Но при всем повзрослении шестнадцать — это не более чем шестнадцать. И в новом письме:

«…Еще вот о чем хочу Вас спросить. Недавно по телевидению показывали фильм „Клоун“. Первой серии я не видела, потому что была на репетиции, а на второй мы всей семьей в конце серии лежали на полу от смеха. А потом я почему-то подумала об очень странном факте: почему нет женщин-клоунов?.. Как вы думаете, почему?»

А я думал опять и опять о том, что нет ничего в мире интереснее живой, развивающейся, растущей души, особенно при понимании, что это — душа сегодняшняя, 80-х годов XX столетия. В ней соседствуют Рембрандт и Нина Наречная, Достоевский и Овод, радостная любовь к танцам и мучительный нравственный поиск. Девочка, которая хочет сегодня доказать жизнью Овода «неправду» Мити Карамазова, и сыграть Саскию в образе Нины Заречной, и выйти на арену цирка в роли мима, даже клоуна, и выразить в танце все тайны души, и найти потом успокоение в «домашней судьбе» Наташи Ростовой, вступит в третье тысячелетие, «земную жизнь пройдя до половины», в том возрасте, который слыл со времен Данте решающим и судьбе человека.

Мне и захотелось запечатлеть на исходе 1980 года некоторые особенности душевного развития, — нет, конечно, не целого поколения, но, может быть, какой-то части его, той самой, о которой я писал выше, говоря о «полюсе духовности».

…Иногда Эвелина доверяет мне тайны, маленькие и большие. И чем больше она взрослеет, тем больше тайн.

3

Сейчас не без робости я дерзну коснуться одной не совсем обычной и, видимо, новой стороны отношений между сегодняшним читателем и писателем в нашем обществе.

В сущности, это лишь один и, видимо, не самый существенный аспект созидания нами безрелигиозной морали, куда бы вошло все лучшее, что наработано за века и тысячелетия разумом и душой человека.

Из социальных и человеческих отношений у нас устранена фигура, игравшая ранее немалую роль в «епархии человеческой души». Я имею в виду фигуру исповедника. Но с исчезновением этой традиционной религиозной фигуры не исчезла и, наверное, не исчезнет никогда потребность души в исповеди, в особом интимном общении человека с человеком, когда можно рассказать обо всем, омыть себя изнутри, облегчить (старое мудрое народное выражение!) душу, лучше понять себя. Исповедь как утоление извечных потребностей человеческой души не церковью изобретена, а лишь поставлена была ей на службу.

Поставленная задача 1:
Соответствуют ли исходному тексту утверждения (a), (b) и (c)? На каждое ответьте «да» или «нет» и приведите решающие слова текста точной цитатой.
(a) Девочка не видела первую серию фильма «Клоун», так как была на репетиции.
(b) По словам автора, вместе с фигурой исповедника исчезла и потребность души в исповеди.
(c) Автор утверждает, что исповедь изобрела церковь.
Поставленная задача 2:
Повторите дословно фрагмент исходного текста между словами "Мне и захотелось" и "тем больше тайн." включительно.
Опирайтесь только на этот текст.

Записи с указанием на именованные объекты:
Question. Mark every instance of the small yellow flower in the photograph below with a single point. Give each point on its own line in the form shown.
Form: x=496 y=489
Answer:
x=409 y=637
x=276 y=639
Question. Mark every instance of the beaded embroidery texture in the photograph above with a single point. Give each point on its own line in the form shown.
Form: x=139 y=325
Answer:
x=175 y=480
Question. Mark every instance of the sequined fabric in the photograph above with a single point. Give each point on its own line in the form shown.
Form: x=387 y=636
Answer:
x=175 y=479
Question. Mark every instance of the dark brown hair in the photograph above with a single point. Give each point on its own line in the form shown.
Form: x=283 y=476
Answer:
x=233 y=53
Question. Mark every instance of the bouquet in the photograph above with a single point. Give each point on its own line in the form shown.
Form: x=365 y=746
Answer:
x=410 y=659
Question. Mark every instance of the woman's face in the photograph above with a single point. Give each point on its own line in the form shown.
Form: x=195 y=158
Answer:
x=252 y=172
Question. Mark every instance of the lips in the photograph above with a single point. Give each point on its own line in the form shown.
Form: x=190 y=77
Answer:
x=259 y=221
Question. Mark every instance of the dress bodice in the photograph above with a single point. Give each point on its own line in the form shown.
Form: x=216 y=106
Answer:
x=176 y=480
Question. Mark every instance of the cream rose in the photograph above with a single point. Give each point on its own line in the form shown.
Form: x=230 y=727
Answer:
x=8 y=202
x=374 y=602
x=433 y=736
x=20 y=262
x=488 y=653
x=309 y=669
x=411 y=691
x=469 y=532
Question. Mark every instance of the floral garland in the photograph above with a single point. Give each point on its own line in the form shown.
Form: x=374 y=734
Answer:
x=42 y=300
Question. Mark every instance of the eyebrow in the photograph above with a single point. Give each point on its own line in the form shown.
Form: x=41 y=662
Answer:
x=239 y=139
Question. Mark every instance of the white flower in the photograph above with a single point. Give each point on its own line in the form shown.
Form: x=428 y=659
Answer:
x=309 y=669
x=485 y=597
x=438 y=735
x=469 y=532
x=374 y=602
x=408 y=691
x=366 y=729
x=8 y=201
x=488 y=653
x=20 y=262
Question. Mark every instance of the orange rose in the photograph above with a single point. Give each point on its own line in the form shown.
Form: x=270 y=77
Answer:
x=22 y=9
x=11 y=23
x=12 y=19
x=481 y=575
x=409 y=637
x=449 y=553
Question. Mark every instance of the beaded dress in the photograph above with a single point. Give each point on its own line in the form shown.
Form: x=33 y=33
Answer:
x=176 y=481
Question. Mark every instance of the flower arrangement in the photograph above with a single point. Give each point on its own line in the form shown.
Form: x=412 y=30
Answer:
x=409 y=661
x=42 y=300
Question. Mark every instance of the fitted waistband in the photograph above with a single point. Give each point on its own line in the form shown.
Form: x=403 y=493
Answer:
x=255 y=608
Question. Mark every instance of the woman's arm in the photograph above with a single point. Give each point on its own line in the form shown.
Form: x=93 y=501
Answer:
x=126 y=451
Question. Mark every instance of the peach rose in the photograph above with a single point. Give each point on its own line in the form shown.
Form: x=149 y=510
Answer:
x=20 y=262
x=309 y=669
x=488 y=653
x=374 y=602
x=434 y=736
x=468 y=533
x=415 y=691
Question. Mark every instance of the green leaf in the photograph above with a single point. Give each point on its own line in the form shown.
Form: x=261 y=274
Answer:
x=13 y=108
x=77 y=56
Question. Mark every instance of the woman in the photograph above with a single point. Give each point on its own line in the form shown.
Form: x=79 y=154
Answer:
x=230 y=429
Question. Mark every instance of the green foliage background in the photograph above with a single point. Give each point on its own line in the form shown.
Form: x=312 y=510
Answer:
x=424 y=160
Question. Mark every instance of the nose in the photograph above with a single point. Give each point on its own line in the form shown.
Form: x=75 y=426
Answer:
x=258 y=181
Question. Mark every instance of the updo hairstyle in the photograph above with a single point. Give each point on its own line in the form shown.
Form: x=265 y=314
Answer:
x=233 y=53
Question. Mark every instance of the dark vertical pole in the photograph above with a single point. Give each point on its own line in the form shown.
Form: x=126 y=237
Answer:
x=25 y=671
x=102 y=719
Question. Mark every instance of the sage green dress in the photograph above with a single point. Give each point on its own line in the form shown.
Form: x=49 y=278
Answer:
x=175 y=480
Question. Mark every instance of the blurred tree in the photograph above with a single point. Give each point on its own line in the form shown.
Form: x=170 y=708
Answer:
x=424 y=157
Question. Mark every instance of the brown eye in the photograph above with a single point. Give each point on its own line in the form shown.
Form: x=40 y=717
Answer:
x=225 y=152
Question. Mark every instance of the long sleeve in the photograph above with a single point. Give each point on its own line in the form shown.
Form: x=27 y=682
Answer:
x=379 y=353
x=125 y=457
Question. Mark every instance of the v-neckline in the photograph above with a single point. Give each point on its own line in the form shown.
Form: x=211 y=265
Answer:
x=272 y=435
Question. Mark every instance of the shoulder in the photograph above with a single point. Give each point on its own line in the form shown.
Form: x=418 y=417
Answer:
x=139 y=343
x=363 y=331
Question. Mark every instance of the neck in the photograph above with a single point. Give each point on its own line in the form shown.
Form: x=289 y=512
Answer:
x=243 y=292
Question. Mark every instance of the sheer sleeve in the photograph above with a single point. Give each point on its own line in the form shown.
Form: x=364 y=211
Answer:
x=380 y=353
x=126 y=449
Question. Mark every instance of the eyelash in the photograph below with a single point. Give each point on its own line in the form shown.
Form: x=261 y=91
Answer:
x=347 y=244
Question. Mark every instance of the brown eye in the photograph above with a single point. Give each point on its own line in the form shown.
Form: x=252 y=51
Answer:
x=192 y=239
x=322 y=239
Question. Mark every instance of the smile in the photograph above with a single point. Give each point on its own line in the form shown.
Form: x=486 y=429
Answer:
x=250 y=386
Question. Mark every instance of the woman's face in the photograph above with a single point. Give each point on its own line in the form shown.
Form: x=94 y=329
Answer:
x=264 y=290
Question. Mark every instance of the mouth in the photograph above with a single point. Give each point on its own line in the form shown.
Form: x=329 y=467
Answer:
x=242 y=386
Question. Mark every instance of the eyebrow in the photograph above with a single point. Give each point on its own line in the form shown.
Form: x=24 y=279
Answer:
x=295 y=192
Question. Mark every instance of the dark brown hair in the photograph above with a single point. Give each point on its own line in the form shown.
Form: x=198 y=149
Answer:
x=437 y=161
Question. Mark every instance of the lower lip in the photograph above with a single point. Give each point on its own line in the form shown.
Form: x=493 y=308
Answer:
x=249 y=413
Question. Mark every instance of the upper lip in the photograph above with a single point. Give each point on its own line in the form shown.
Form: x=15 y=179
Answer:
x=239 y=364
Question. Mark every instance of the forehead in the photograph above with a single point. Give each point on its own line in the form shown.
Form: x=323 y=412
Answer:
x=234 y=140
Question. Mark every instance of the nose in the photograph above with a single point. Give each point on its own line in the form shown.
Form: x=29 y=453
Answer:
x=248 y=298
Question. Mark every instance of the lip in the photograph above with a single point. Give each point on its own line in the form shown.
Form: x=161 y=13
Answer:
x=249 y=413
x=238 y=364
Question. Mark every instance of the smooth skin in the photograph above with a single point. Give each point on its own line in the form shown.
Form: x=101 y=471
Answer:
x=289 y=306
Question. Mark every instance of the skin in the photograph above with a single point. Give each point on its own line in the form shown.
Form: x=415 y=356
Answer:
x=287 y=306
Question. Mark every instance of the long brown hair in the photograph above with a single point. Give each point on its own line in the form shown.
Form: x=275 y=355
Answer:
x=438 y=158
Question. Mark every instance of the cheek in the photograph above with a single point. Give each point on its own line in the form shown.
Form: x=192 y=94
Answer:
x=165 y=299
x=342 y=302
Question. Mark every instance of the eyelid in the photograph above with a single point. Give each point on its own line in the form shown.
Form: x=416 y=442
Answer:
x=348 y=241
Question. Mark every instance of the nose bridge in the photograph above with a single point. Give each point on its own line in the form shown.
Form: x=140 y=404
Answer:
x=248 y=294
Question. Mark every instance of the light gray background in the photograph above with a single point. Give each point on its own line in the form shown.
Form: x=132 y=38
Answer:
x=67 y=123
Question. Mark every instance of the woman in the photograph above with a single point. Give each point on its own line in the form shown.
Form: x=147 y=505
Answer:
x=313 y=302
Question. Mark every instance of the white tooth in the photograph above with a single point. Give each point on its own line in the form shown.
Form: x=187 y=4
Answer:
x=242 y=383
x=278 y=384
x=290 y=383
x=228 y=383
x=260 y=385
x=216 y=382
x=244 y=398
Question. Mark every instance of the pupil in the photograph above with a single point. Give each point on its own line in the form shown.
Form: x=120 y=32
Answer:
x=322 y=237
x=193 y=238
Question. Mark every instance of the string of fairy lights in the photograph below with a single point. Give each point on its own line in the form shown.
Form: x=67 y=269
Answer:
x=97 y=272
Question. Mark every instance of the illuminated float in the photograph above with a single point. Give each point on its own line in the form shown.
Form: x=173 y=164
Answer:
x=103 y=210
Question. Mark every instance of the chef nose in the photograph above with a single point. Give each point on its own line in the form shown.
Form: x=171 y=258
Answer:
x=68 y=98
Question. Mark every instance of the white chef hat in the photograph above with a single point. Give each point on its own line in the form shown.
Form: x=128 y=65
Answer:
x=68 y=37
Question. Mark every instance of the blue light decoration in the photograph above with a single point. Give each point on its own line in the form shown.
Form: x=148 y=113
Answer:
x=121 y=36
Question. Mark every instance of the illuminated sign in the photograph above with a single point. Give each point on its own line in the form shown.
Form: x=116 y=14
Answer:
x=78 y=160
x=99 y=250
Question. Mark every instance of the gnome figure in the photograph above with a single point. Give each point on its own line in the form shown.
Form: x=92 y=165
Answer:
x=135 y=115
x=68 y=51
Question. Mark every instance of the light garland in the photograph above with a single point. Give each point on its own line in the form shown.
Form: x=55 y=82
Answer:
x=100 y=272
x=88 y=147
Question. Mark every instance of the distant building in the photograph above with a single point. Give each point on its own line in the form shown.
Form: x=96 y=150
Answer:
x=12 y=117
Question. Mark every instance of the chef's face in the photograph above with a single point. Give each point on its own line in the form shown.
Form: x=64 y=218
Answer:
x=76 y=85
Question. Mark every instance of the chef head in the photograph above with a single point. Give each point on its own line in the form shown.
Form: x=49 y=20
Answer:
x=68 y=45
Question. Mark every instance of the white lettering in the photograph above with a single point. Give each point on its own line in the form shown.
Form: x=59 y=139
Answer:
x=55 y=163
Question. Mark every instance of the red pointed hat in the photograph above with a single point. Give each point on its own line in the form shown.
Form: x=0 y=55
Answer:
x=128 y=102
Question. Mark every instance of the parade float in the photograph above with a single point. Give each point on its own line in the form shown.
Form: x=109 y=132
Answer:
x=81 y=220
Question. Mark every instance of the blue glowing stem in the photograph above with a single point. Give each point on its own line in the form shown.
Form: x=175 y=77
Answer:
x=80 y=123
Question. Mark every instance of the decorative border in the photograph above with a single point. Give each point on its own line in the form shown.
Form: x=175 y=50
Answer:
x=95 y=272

Полный ответ 1:
(a) Да: «Первой серии я не видела, потому что была на репетиции».
(b) Нет: «не исчезла и, наверное, не исчезнет никогда потребность души в исповеди».
(c) Нет: «не церковью изобретена, а лишь поставлена была ей на службу».

Полный ответ 2:
Мне и захотелось запечатлеть на исходе 1980 года некоторые особенности душевного развития, — нет, конечно, не целого поколения, но, может быть, какой-то части его, той самой, о которой я писал выше, говоря о «полюсе духовности».

…Иногда Эвелина доверяет мне тайны, маленькие и большие. И чем больше она взрослеет, тем больше тайн.